## Written task
From the Sikkim travel piece below, list every place the text names as sharing a boundary with Sikkim.

## Text
** Begin **
Off the beaten track- Sikkim
Manas Subramony| Guest Writer
“Of monks and monasteries
Pretty people and eerie valleys
Is that a stream of utter bliss?
That my hand curves over.
My heart beats faster
As I near the enigmatic mountains
I hear the Teesta echo
Flowing by the meadows
beseeching with a garden of flowers.
Where I follow by hand and eye
the limits of the Kanchendzonga
The snow dappled peaks
Resting high above the clouds.
Come hither, to the twenty second state
Hidden away in tranquillity
The land of the mystique
One of ethereal beauty.”
After much deliberation, my friends and I had eventually narrowed down our long impending trip’s destination to the twenty second state of the Indian union, Sikkim. Nestled away among the Himalayas, this tiny state shares its boundaries with Nepal, Tibet (China) and Bhutan. Needless to say, the three similar, yet distinct, cultures overlap pretty well in the state. The Kingdom of Sikkim, founded on the Silk Road had been continuing its protectorate status with India till 1975, despite China’s invasion of Tibet. A multi-ethnic state now, it enjoys the highest literacy rate among all the Himalayan states.
It is often said that the journey, if not more, is as amazing as the destination, and what better way of commencing the trip than by embarking on a forty-hour long train ride in the blue, dingy coaches of the LTT-Guwahati Express. Indian train travel has often been romanticized by ardent travelers, and rightfully so, despite the lamentable hygiene standards and abysmal food served. As the train chugs across the breadth of the country, you witness its diversity in a short duration- much like watching the highlights of a Test match.
** End **
## Raw data
** Begin **
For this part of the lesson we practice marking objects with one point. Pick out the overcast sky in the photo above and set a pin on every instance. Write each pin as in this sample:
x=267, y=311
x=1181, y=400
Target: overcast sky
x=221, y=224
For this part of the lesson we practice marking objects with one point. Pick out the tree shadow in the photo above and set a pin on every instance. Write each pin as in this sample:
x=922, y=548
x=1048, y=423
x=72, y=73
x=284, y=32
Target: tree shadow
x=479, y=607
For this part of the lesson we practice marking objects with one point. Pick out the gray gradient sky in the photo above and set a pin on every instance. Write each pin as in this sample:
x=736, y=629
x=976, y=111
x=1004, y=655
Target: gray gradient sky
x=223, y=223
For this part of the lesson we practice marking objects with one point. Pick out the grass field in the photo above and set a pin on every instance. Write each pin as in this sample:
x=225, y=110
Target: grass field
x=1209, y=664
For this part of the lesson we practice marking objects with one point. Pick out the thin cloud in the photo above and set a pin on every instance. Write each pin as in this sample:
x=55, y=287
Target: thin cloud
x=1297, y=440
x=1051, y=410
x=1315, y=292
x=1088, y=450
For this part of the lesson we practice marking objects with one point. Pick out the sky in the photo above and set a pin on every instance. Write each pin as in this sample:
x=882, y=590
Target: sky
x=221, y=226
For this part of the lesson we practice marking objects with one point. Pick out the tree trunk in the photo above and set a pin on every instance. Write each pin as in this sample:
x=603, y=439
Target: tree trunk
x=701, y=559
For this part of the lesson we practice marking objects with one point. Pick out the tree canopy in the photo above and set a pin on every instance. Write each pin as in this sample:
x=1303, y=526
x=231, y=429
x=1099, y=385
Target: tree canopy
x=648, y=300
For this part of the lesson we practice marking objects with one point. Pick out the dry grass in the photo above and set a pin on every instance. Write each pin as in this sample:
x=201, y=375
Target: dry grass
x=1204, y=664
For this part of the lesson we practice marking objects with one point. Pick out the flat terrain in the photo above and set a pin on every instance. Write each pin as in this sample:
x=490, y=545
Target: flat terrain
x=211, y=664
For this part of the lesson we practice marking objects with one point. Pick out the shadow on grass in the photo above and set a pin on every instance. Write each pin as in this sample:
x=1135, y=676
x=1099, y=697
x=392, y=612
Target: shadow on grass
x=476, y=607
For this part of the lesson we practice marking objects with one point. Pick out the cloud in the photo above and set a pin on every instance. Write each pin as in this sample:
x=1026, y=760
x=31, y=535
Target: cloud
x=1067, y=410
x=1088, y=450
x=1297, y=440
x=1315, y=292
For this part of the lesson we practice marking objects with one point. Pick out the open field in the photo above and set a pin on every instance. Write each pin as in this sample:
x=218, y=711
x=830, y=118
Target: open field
** End **
## Task output
Nepal, Tibet (China), Bhutan